=== SHORT PROBLEM ===
Count the lines in the data below that contain the word "provide". Reply with the number alone.

=== MATERIAL ===
:::::

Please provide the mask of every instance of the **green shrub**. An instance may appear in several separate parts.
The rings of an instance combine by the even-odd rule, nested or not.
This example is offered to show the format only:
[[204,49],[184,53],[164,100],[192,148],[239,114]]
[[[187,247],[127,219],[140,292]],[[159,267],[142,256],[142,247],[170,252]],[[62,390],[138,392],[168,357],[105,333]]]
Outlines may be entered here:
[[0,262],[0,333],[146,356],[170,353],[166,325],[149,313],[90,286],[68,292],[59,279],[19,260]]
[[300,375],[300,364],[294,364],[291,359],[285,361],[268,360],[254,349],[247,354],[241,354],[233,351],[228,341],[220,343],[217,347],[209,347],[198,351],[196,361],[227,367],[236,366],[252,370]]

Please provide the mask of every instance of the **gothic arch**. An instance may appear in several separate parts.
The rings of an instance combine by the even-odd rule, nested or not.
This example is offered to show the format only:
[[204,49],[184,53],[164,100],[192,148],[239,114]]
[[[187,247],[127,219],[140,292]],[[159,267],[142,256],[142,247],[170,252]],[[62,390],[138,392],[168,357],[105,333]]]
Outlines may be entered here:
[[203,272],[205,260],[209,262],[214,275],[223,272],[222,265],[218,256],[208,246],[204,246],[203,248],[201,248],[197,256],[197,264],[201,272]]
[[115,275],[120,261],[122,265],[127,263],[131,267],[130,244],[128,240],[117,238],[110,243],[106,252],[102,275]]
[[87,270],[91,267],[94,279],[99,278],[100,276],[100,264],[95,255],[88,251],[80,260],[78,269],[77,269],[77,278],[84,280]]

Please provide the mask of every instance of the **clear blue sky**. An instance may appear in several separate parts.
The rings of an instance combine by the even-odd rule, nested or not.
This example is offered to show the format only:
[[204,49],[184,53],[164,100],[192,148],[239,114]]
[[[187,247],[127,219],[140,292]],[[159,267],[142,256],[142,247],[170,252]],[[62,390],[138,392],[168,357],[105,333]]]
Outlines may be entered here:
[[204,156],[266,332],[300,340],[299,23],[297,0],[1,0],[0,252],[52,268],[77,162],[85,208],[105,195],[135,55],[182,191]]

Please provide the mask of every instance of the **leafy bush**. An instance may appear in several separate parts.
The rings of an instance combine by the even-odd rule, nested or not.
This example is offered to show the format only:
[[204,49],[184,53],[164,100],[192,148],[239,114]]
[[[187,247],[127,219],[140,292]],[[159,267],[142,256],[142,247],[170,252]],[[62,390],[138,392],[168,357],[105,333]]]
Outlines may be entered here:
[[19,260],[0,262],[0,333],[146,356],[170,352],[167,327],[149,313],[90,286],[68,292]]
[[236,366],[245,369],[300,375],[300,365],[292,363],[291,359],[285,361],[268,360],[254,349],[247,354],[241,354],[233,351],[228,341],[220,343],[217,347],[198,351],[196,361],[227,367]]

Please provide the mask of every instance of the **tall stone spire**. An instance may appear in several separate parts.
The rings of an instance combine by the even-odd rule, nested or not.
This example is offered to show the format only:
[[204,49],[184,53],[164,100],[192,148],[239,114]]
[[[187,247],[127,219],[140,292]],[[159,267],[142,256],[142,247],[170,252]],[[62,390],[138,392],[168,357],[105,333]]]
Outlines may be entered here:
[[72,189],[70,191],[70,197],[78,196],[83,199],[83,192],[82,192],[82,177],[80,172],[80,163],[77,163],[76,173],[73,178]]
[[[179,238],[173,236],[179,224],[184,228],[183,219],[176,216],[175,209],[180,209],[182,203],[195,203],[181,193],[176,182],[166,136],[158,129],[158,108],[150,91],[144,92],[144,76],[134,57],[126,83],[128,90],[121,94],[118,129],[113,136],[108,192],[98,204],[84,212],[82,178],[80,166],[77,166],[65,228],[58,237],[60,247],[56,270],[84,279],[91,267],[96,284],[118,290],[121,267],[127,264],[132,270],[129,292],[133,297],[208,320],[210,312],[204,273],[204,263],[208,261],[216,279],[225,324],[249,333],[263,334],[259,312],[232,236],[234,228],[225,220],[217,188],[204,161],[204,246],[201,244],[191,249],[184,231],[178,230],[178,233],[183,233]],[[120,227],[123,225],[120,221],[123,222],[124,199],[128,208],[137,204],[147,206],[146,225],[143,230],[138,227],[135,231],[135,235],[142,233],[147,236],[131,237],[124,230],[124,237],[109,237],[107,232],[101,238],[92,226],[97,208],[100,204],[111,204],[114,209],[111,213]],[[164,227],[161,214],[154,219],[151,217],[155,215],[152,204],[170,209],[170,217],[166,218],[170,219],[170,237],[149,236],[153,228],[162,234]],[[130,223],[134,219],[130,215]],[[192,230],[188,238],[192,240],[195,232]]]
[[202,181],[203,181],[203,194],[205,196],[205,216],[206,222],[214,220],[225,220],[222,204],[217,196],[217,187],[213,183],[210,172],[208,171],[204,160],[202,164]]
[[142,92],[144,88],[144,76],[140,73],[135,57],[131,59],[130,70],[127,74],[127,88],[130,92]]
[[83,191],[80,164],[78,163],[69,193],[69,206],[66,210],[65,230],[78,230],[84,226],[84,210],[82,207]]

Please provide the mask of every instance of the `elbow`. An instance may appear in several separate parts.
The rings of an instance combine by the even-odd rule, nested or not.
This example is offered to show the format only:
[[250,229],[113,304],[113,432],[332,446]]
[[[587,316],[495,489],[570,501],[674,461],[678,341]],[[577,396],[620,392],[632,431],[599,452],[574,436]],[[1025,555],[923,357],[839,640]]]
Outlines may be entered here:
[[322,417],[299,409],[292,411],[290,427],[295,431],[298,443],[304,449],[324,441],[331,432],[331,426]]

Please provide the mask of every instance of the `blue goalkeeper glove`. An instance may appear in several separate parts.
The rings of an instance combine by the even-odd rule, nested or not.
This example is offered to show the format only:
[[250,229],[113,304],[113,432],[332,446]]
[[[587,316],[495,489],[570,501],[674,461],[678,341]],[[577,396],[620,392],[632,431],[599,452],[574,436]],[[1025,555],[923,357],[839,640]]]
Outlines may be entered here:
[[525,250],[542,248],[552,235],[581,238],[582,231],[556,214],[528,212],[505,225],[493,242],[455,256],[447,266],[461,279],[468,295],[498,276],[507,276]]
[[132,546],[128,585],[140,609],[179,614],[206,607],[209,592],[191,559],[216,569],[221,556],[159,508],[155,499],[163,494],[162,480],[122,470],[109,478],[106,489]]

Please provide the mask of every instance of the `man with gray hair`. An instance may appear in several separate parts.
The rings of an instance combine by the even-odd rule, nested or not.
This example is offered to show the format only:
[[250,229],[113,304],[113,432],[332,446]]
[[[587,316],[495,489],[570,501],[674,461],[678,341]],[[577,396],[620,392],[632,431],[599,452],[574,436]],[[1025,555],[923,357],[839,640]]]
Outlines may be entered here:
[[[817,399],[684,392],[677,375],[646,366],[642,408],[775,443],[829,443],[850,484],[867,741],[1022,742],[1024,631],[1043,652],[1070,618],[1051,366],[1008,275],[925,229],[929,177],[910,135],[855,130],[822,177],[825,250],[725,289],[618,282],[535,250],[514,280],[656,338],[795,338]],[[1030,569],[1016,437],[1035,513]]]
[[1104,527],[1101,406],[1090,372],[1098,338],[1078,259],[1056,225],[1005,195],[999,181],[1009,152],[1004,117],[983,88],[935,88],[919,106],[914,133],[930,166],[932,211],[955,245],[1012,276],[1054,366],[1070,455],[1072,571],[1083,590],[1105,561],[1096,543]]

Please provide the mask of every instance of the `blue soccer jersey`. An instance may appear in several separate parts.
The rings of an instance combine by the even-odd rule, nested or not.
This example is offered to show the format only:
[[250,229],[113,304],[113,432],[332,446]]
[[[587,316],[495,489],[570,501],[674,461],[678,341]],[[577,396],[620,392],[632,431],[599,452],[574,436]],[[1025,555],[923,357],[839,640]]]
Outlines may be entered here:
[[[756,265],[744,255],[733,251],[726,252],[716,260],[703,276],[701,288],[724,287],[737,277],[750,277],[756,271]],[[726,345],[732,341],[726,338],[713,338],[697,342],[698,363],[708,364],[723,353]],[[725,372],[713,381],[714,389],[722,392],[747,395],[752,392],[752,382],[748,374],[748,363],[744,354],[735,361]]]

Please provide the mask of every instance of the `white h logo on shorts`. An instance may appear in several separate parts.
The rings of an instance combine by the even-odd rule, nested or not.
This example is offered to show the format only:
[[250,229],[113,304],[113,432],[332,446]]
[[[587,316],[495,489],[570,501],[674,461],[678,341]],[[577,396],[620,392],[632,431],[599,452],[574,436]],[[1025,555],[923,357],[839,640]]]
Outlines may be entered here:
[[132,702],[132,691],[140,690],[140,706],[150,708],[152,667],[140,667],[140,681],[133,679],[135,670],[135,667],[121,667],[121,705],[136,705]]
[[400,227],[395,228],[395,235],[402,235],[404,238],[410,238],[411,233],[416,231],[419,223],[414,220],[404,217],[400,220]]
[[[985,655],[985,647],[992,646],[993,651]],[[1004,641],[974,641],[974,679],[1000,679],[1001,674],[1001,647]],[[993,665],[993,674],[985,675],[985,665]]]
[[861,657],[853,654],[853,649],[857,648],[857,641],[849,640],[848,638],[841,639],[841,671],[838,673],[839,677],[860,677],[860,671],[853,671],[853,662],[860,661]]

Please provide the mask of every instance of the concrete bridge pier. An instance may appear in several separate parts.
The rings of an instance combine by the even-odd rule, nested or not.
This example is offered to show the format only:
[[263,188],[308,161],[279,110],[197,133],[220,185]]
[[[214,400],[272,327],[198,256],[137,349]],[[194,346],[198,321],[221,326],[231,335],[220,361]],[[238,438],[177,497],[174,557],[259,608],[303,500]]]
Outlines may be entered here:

:::::

=== OUTPUT OF THE EXERCISE ===
11